| Supplied records |

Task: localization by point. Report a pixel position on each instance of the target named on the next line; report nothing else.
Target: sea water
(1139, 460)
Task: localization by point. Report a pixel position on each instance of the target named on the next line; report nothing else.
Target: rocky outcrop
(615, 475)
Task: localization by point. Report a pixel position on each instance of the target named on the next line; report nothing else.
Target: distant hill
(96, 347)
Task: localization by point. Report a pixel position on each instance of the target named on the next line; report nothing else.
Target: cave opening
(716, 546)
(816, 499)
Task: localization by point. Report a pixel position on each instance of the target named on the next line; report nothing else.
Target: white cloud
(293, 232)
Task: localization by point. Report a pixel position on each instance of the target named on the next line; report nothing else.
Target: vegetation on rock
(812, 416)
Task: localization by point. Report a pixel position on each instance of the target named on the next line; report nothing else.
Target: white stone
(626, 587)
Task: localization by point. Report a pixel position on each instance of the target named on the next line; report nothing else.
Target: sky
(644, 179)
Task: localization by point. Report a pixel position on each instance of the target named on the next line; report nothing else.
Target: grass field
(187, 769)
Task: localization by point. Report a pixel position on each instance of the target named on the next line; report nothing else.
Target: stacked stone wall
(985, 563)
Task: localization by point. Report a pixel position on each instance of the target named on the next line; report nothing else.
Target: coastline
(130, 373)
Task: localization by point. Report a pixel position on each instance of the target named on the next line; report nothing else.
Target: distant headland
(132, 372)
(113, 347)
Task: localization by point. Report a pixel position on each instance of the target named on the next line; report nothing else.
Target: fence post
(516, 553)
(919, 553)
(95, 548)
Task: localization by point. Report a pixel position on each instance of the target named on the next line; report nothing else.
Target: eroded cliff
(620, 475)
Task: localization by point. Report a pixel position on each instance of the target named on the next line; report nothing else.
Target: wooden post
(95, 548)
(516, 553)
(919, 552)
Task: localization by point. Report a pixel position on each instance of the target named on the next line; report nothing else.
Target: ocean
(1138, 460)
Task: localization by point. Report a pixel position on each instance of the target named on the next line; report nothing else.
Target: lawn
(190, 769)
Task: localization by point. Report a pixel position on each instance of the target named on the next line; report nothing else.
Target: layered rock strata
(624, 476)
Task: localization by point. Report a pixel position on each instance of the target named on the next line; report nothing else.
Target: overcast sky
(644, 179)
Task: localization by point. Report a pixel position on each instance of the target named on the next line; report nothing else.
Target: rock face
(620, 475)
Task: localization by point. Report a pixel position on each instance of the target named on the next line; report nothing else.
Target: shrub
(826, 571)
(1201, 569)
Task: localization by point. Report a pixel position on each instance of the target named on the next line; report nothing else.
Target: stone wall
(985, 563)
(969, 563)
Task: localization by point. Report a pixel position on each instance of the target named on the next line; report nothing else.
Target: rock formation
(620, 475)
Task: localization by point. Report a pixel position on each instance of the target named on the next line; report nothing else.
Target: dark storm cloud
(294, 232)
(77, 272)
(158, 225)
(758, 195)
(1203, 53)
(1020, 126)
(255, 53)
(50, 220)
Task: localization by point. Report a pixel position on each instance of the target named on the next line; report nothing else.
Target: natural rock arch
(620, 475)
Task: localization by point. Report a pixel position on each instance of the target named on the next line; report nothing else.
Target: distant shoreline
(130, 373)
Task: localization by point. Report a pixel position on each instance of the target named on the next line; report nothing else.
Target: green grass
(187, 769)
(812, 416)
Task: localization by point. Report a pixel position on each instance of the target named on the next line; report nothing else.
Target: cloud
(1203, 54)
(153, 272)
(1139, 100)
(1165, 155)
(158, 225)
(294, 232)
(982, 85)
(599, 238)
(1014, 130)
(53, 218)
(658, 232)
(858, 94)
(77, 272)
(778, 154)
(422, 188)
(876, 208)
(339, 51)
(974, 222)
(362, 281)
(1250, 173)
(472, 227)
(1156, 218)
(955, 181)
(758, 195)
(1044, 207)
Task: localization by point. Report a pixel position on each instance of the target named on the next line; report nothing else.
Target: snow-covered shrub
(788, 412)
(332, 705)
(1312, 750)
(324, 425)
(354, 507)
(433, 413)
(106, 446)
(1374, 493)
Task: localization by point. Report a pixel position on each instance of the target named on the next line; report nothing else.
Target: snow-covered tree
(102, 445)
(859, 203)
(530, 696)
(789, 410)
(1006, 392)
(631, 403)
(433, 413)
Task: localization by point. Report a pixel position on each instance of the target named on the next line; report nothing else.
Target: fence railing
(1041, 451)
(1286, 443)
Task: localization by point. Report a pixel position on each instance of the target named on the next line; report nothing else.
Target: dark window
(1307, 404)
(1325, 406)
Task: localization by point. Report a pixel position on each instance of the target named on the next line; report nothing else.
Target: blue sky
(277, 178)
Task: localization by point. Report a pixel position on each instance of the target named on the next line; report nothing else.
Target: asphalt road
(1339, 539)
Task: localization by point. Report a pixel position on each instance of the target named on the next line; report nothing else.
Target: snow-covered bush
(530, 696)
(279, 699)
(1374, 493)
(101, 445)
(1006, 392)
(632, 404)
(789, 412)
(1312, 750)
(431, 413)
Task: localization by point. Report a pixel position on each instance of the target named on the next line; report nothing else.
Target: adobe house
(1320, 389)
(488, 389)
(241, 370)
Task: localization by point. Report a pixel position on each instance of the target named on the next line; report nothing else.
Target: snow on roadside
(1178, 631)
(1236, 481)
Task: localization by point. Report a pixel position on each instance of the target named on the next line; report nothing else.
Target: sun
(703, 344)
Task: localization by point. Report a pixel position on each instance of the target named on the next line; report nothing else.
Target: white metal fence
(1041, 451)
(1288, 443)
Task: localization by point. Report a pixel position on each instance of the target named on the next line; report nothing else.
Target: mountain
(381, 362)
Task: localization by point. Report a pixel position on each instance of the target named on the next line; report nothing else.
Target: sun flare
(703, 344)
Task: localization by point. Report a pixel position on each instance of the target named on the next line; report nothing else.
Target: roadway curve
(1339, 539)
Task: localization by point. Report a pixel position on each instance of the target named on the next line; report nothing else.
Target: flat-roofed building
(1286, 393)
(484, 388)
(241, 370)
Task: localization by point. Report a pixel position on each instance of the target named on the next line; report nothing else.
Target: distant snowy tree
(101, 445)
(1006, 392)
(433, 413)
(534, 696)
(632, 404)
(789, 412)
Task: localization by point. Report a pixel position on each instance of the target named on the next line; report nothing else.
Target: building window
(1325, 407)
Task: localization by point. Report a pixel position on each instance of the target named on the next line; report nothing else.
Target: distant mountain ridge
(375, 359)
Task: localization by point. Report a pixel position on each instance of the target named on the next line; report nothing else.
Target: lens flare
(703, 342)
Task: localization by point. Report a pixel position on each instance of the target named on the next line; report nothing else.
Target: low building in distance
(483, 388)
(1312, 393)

| Work task |
Output the records again in full. Keep every character as written.

| Response area |
Task: localization by point. Report a pixel position on each instance of the target named on the next line; report nothing else.
Target: sea water
(1139, 460)
Task: localization by point. Report a pixel position on each instance of the target named on the next line; report nothing else.
Target: rocky outcrop
(615, 475)
Task: localization by point. Report a pixel position on each instance of the target named on the next line; report nothing else.
Target: distant hill
(96, 347)
Task: localization by point. Report a pixel position on each instance of the target named on the next line; report nothing else.
Target: cave opening
(716, 546)
(816, 499)
Task: localization by point. Report a pixel position on each instance of the target named on the next line; report nothing else.
Target: white cloud
(293, 232)
Task: localization by point. Report a pixel position on each instance of the target named on the next line; report nothing else.
Target: vegetation on rock
(812, 416)
Task: localization by point. Report a pixel position on each instance of the target named on the next line; report nothing else.
Target: white stone
(626, 587)
Task: localization by point. Report a pixel position on each instance of the target named on the next line; report nothing else.
Target: sky
(644, 179)
Task: localization by point. Report a pixel position on each instance of the target named on the next line; report nothing else.
Target: grass field
(187, 769)
Task: localization by point. Report a pixel position on each instance of the target named on the next line; report nothing else.
Target: stacked stone wall
(985, 563)
Task: localization by point. Report a pixel position on each instance of the target named on the next line; report nothing else.
Target: coastline
(130, 373)
Task: localization by point. Report a pixel position on each instance of the target named on the next line; report nothing else.
Target: distant headland
(132, 372)
(113, 347)
Task: localization by point. Report a pixel position on each instance of the target named on the next line; report nothing else.
Target: fence post
(516, 553)
(919, 553)
(95, 548)
Task: localization by point. Report a pixel position on each instance of the target named on the next line; report nothing else.
Target: eroded cliff
(620, 475)
Task: localization by point. Report a pixel position on each instance of the target named on the next line; report nothing else.
Target: wooden post
(95, 548)
(516, 553)
(919, 552)
Task: localization by point. Report a pixel position on each instance of the target named on the next line; report nothing else.
Target: ocean
(1138, 460)
Task: localization by point. Report a pixel position on each instance of the target named on the next line; report nothing else.
Target: lawn
(190, 769)
Task: localization by point. Report a pixel position on each instance of the target named on the next line; report nothing else.
Target: layered rock strata
(624, 476)
Task: localization by point. Report a pixel position on each instance of the target named on the next line; report nothing else.
Target: overcast sky
(644, 179)
Task: localization by point. Report a pixel position on each instance of the target named on the next line; report nothing else.
Target: rock face
(620, 475)
Task: localization by point. Report a pixel position on each instance of the target named on the next line; report nothing else.
Target: shrub
(826, 571)
(1201, 569)
Task: localization by point. Report a pixel position on each instance of the target named on the next line; report nothing else.
Target: stone wall
(985, 563)
(969, 563)
Task: localization by point. Report a pixel position on each instance of the target named on the next line; report nothing else.
Target: rock formation
(620, 475)
Task: localization by point. Report a pixel position on each instance of the target named on the next line; report nothing else.
Target: dark storm cloud
(294, 232)
(77, 272)
(158, 225)
(758, 195)
(1203, 53)
(1020, 126)
(255, 53)
(50, 220)
Task: localization by point. Report a pixel position on each instance of the target named on the next line; report nothing else.
Target: natural rock arch
(620, 475)
Task: localization by point. Report a pixel position on each instance of the target named on the next line; report nothing else.
Target: distant shoreline
(130, 373)
Task: localization by point. Report a pixel position on each instance of the target named on the next line; report nothing else.
Target: green grass
(187, 769)
(812, 416)
Task: localization by point. Report a pixel position on each instance of the target named on the next line; report nothing else.
Target: cloud
(1203, 54)
(153, 272)
(1139, 100)
(1165, 155)
(158, 225)
(294, 232)
(982, 85)
(599, 238)
(1014, 130)
(53, 218)
(658, 232)
(858, 94)
(77, 272)
(778, 154)
(422, 188)
(876, 208)
(339, 51)
(974, 222)
(362, 281)
(1250, 173)
(472, 227)
(1156, 218)
(955, 181)
(758, 195)
(1044, 207)
Task: localization by point. Report a pixel position on each instance of the target named on the next line; report nothing else.
Target: snow-covered shrub
(788, 412)
(332, 705)
(1312, 750)
(324, 425)
(354, 507)
(433, 413)
(106, 446)
(1374, 493)
Task: localization by point. Report a pixel position on each instance of the target named on the next line; report nothing else.
Target: snow-covered tree
(102, 445)
(859, 203)
(530, 696)
(789, 410)
(1006, 392)
(631, 403)
(433, 413)
Task: localization by point. Report a pixel position on each instance of the target named on the next line; report nothing else.
Target: fence railing
(1041, 451)
(1286, 443)
Task: localization by point. Report a pixel position on each instance of the target named on the next line; report nothing else.
Target: dark window
(1307, 404)
(1325, 406)
Task: localization by point. Report a pixel position on each instance of the target named on the next line; report nothing else.
Target: blue sky
(277, 178)
Task: localization by point. Report a pixel position on each instance of the target named on the next line; report nothing else.
Target: asphalt road
(1339, 539)
Task: localization by point. Report a pixel position on each instance of the target named on the next line; report nothing else.
Target: snow-covered bush
(530, 696)
(279, 699)
(1374, 493)
(101, 445)
(1006, 392)
(632, 404)
(789, 412)
(1312, 750)
(431, 413)
Task: localization by point. Report a pixel position on each instance of the target named on the next line; report nothing else.
Target: adobe house
(1320, 389)
(488, 389)
(241, 370)
Task: localization by point. Report a pixel position on each instance of the target named on the next line; report nothing else.
Target: snow on roadside
(1178, 631)
(1236, 481)
Task: localization by point. Report a pixel position on each instance of the target named on the next line; report nothing else.
Target: sun
(703, 344)
Task: localization by point. Report a pixel position on each instance of the target named on the next line; report nothing else.
Target: white metal fence
(1041, 451)
(1288, 443)
Task: localization by point. Report a pixel position on each instance of the target named on the next line; report nothing else.
Target: mountain
(381, 362)
Task: localization by point. Report a pixel position on each instance of the target named on the next line; report nothing else.
Target: sun flare
(703, 344)
Task: localization by point. Report a pixel position on each instance of the target named on the next line; report nothing else.
Target: roadway curve
(1339, 539)
Task: localization by point. Report a pixel position on each instance of the target named on the next line; report nothing else.
Target: flat-roofed building
(1286, 393)
(484, 388)
(241, 370)
Task: localization by point. Report a pixel position on each instance of the target named on the next line; report nothing else.
Target: distant snowy tree
(101, 445)
(1006, 392)
(433, 413)
(534, 696)
(632, 404)
(789, 412)
Task: localization by point. Report a pixel position on each instance of the target named on the next line; report nothing else.
Target: building window
(1325, 407)
Task: localization by point. Report a pixel position on each instance of the target named on the next line; report nothing else.
Target: distant mountain ridge
(375, 359)
Task: localization by point. Report a pixel position on each instance of the target named on the next line; report nothing else.
Target: lens flare
(703, 342)
Task: localization by point. Report a pixel position on each instance of the target named on the next line; report nothing else.
Target: low building in distance
(483, 388)
(1312, 393)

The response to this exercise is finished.